_What is needed_: Quote each of the entries below verbatim.

Recorded data:
--- begin ---
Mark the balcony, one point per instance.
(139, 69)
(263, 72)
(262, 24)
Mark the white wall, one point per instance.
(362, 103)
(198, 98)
--- end ---
_Output_:
Mark the balcony, one point per instance.
(139, 69)
(263, 72)
(262, 24)
Mark the white wall, one point per instance.
(362, 103)
(198, 98)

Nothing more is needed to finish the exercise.